◆ Required task
Pull out each line of the listing below that contains the string "logo", treating uppercase and lowercase as different.

◆ Extracted information
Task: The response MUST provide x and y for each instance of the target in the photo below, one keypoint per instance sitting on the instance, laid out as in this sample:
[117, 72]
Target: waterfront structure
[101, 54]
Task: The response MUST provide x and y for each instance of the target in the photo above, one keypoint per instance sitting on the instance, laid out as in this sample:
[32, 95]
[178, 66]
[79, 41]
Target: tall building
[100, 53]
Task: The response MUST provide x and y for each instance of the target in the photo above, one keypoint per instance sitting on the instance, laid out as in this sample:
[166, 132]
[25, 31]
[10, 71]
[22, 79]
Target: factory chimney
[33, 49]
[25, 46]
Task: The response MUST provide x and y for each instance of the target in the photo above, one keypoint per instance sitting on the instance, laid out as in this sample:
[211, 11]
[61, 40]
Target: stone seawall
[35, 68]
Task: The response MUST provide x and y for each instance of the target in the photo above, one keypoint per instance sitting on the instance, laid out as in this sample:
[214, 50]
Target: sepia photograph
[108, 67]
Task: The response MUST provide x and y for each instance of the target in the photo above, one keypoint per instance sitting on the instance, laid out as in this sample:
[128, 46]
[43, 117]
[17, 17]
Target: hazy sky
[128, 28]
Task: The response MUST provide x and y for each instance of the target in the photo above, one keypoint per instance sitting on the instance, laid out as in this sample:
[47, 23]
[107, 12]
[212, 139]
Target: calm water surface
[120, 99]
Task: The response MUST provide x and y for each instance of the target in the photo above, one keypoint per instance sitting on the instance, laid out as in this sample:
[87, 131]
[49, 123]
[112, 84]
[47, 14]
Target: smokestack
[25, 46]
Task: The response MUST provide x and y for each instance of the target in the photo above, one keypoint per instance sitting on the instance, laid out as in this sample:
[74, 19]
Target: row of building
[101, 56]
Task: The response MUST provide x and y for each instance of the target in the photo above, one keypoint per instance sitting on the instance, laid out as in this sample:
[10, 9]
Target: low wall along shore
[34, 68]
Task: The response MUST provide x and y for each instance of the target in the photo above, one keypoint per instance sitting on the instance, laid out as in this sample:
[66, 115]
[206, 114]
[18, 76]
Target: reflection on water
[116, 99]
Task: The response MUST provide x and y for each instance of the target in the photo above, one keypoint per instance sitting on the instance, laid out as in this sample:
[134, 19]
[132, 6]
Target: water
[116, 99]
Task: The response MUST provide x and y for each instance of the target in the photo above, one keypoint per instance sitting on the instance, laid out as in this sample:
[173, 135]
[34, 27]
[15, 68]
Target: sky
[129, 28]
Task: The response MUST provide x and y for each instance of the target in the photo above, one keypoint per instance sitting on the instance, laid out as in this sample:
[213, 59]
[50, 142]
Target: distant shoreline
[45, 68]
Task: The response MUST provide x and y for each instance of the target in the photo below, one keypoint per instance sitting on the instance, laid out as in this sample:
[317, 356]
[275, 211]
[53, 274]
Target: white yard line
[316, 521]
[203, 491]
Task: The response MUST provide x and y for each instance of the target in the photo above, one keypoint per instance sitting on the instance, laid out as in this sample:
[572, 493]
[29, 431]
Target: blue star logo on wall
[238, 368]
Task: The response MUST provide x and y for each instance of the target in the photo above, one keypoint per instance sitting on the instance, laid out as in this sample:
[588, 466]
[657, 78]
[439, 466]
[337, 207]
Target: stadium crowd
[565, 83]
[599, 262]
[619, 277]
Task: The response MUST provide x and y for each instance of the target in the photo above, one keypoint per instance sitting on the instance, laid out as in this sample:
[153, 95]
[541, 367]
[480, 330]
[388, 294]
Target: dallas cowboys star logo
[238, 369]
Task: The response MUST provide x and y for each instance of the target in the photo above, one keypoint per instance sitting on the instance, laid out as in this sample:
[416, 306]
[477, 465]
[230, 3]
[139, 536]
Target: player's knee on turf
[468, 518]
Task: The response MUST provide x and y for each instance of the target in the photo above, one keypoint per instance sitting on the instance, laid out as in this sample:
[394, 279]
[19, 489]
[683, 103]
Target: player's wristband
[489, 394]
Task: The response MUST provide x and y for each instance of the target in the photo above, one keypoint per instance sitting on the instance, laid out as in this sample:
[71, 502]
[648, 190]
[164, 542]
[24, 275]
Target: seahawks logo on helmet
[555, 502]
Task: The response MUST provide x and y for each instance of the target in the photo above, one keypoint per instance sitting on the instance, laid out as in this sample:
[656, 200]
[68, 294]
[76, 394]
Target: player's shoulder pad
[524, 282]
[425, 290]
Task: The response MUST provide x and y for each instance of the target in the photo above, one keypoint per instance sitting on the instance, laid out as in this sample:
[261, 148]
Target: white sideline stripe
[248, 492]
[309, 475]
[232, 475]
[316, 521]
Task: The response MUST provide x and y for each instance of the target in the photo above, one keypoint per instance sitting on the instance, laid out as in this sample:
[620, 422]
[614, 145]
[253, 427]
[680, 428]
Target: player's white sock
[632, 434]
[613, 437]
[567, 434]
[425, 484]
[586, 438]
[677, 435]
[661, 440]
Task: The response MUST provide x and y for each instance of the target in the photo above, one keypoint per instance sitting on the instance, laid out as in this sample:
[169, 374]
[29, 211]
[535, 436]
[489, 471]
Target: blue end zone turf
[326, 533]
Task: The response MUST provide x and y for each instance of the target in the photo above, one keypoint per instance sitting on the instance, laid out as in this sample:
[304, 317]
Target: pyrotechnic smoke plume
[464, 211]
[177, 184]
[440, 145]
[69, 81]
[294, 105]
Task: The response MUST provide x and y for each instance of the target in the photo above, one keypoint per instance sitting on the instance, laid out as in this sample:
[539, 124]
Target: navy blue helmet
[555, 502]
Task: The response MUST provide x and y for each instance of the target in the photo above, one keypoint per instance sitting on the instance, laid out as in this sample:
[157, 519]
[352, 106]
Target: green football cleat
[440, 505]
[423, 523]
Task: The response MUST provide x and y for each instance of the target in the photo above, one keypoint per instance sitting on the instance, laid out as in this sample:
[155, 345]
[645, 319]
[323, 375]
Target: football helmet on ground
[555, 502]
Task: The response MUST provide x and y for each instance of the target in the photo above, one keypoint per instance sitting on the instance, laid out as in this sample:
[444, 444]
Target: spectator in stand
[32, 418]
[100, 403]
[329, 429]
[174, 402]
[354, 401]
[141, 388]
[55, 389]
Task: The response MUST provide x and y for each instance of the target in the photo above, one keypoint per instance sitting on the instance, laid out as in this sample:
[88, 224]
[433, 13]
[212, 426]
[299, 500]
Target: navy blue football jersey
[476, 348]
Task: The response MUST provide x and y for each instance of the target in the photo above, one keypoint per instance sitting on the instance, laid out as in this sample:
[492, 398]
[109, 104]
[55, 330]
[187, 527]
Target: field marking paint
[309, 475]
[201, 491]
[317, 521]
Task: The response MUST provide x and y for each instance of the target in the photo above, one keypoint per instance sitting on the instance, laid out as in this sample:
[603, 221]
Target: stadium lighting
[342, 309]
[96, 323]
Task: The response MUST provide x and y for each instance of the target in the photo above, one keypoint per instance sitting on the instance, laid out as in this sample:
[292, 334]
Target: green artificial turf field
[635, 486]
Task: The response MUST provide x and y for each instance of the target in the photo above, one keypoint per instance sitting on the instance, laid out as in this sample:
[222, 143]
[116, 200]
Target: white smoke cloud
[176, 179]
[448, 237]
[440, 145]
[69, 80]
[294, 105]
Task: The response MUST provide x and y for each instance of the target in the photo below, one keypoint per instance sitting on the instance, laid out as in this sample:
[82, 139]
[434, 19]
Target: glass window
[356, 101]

◆ Problem solution
Target: blue star logo on wall
Target: dallas cowboys star logo
Target: seahawks logo on helmet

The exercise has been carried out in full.